_Supplied records_:

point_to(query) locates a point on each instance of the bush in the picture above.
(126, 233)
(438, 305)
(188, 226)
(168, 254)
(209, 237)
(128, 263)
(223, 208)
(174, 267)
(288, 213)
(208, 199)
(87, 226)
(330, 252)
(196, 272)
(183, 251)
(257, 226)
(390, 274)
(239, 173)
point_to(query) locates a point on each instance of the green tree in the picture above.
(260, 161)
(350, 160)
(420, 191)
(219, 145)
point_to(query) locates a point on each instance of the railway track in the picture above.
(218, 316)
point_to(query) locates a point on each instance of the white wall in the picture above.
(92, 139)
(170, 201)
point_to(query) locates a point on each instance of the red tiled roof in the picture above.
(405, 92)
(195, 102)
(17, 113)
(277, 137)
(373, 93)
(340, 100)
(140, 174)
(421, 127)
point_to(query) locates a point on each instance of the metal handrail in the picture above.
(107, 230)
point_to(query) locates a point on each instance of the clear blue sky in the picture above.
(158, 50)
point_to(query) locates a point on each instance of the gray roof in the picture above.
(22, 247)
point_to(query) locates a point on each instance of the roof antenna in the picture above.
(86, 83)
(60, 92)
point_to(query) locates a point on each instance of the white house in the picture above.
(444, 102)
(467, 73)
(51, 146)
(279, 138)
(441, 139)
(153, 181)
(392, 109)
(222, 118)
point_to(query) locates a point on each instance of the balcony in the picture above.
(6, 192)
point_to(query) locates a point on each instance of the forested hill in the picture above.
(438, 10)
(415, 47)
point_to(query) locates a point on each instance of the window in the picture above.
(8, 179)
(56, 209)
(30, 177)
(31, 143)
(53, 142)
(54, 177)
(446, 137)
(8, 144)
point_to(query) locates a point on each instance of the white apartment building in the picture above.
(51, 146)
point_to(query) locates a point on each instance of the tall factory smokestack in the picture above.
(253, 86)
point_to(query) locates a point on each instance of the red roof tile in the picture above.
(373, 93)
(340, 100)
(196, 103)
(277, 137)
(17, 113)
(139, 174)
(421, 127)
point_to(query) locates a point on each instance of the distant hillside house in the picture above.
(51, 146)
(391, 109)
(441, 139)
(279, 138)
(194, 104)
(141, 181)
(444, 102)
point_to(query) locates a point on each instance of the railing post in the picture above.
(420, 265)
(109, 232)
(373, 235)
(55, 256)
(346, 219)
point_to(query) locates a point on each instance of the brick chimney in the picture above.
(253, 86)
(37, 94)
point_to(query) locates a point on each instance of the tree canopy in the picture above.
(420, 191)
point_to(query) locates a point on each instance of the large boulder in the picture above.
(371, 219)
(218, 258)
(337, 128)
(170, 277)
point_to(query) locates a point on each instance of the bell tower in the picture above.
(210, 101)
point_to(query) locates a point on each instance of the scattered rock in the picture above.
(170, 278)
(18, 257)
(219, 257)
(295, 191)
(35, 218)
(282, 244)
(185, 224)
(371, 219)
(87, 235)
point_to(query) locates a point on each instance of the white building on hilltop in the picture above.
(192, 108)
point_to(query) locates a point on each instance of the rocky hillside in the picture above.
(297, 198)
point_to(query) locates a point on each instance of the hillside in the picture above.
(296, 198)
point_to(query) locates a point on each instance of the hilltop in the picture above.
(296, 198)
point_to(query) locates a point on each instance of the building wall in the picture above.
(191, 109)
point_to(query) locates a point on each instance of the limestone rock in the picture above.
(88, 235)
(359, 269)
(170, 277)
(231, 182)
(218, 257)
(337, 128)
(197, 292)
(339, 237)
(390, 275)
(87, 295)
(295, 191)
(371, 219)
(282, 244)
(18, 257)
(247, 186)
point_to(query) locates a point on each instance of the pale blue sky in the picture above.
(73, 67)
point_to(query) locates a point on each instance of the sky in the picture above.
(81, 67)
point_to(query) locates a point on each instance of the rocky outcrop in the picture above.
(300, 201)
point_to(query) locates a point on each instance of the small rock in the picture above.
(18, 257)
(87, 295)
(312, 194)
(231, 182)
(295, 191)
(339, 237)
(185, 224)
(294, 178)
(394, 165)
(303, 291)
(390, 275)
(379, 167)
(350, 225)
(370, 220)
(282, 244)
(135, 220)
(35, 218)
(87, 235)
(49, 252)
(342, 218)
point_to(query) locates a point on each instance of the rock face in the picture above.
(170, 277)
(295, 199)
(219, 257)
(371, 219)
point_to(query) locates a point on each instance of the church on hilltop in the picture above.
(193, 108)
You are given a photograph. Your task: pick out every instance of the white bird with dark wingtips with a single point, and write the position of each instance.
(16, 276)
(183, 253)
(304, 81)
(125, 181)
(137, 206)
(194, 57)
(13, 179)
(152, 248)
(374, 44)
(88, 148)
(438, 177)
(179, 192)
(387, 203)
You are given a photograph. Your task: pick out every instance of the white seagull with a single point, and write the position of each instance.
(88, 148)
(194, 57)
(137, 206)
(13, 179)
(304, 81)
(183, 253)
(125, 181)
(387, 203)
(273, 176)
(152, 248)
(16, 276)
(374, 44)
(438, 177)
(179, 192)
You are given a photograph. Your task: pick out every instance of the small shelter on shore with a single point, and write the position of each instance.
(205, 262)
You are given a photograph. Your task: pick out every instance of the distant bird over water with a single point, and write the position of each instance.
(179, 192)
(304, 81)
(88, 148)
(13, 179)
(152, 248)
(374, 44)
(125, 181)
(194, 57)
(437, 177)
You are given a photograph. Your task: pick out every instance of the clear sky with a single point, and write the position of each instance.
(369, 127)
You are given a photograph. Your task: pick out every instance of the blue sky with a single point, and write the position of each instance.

_How to complete this task_:
Could you retype all of the records above exactly as they appear?

_Answer area_:
point_to(query) locates a point on each instance of the bush in the picture above.
(126, 233)
(438, 305)
(188, 226)
(168, 254)
(209, 237)
(128, 263)
(223, 208)
(174, 267)
(288, 213)
(208, 199)
(87, 226)
(330, 252)
(196, 272)
(183, 251)
(257, 226)
(390, 274)
(239, 173)
point_to(query) locates a point on each instance of the green tree in the picture above.
(260, 161)
(350, 160)
(420, 191)
(219, 145)
point_to(query) locates a point on each instance of the railway track in the picture above.
(218, 316)
point_to(query) locates a point on each instance of the white wall in the picture above.
(92, 139)
(170, 201)
point_to(query) locates a point on each instance of the red tiled roof in the picture above.
(405, 92)
(195, 102)
(17, 113)
(277, 137)
(373, 93)
(340, 100)
(140, 174)
(421, 127)
point_to(query) locates a point on each instance of the metal handrail in the picture above.
(107, 230)
point_to(query) locates a point on each instance of the clear blue sky in the picture above.
(158, 50)
point_to(query) locates a point on each instance of the gray roof in the picture above.
(22, 247)
point_to(query) locates a point on each instance of the roof antenna in the picture above.
(86, 83)
(60, 92)
point_to(query) locates a point on each instance of the white house in the picture above.
(444, 102)
(467, 73)
(51, 146)
(279, 138)
(441, 139)
(153, 181)
(392, 109)
(222, 118)
point_to(query) locates a point on each instance of the balcony in the picture above.
(6, 192)
point_to(query) locates a point on each instance of the forested hill in the picture above.
(438, 10)
(415, 47)
point_to(query) locates a point on each instance of the window in the picture above.
(8, 179)
(56, 209)
(30, 177)
(31, 143)
(53, 142)
(54, 177)
(446, 137)
(8, 144)
point_to(query) locates a point on each instance of the white apartment building in the picture above.
(51, 146)
point_to(query) locates a point on each instance of the tall factory smokestack in the picture above.
(253, 86)
point_to(query) locates a point on each instance of the red roof tile in the picture above.
(373, 93)
(340, 100)
(196, 103)
(277, 137)
(17, 113)
(139, 174)
(421, 127)
point_to(query) locates a point on each instance of the distant hillside house in the picture above.
(51, 146)
(391, 109)
(441, 139)
(279, 138)
(194, 104)
(141, 181)
(444, 102)
point_to(query) locates a point on each instance of the railing post in the picture above.
(420, 265)
(109, 232)
(373, 235)
(55, 256)
(346, 219)
point_to(query) locates a point on each instance of the brick chimney in the picture above.
(253, 86)
(37, 94)
point_to(query) locates a point on each instance of the tree canopy in the picture above.
(420, 191)
point_to(query) locates a point on each instance of the large boulder in the picture above.
(371, 219)
(218, 258)
(337, 128)
(170, 277)
point_to(query) locates a point on each instance of the bell tower in the picture above.
(210, 101)
point_to(query) locates a point on each instance of the scattered rock in the picture above.
(170, 278)
(18, 257)
(219, 257)
(295, 191)
(35, 218)
(282, 244)
(185, 224)
(371, 219)
(87, 235)
point_to(query) locates a point on each instance of the white building on hilltop in the picture above.
(192, 108)
point_to(query) locates a point on each instance of the rocky hillside in the picture above.
(297, 198)
point_to(query) locates a point on each instance of the hillside in the picture above.
(296, 198)
point_to(query) locates a point on each instance of the hilltop in the picture above.
(296, 198)
point_to(query) locates a point on each instance of the building wall in the picture above.
(191, 109)
point_to(query) locates a point on each instance of the limestone rock in the picture above.
(88, 235)
(359, 269)
(170, 277)
(231, 182)
(218, 257)
(337, 128)
(197, 292)
(339, 237)
(390, 275)
(87, 295)
(295, 191)
(371, 219)
(282, 244)
(18, 257)
(247, 186)
point_to(query) locates a point on each instance of the pale blue sky in the picture above.
(73, 67)
point_to(query) locates a point on each instance of the sky in the picture above.
(81, 67)
point_to(query) locates a point on each instance of the rocky outcrop in the picture above.
(300, 201)
point_to(query) locates a point on each instance of the small rock in the picture above.
(18, 257)
(87, 295)
(312, 194)
(231, 182)
(295, 191)
(339, 237)
(185, 224)
(294, 178)
(394, 165)
(303, 291)
(390, 275)
(379, 167)
(350, 225)
(370, 220)
(282, 244)
(135, 220)
(35, 218)
(87, 235)
(49, 252)
(342, 218)
point_to(query) locates a point on each instance of the rock face in the picture above.
(170, 277)
(295, 199)
(219, 257)
(371, 219)
point_to(query) locates a point on each instance of the church on hilltop in the picture above.
(193, 108)
You are given a photograph. Your task: pick out every instance of the white bird with dark wingtips with a single point, and write the position of each instance.
(16, 276)
(183, 253)
(304, 81)
(125, 181)
(137, 206)
(194, 57)
(13, 179)
(152, 248)
(374, 44)
(88, 148)
(438, 177)
(179, 192)
(387, 203)
You are given a photograph. Your task: pick out every instance of the white seagull with a single point, and write the position of each instance.
(88, 148)
(194, 57)
(137, 206)
(13, 179)
(304, 81)
(183, 253)
(125, 181)
(387, 203)
(273, 176)
(152, 248)
(16, 276)
(374, 44)
(438, 177)
(179, 192)
You are given a photograph. Your task: pick out every instance of the small shelter on shore with a single point, and write the position of each instance.
(205, 262)
You are given a photograph. Your task: pick out every instance of the distant bird over water with a single point, and write the position of each instance.
(179, 192)
(304, 81)
(88, 148)
(13, 179)
(152, 248)
(374, 44)
(125, 181)
(194, 57)
(437, 177)
You are given a photograph. Your task: pick out every instance of the clear sky with a single point, and write the position of each instance.
(369, 127)
You are given a photograph. Your task: pick out every instance of the blue sky with a single point, and write the position of each instance.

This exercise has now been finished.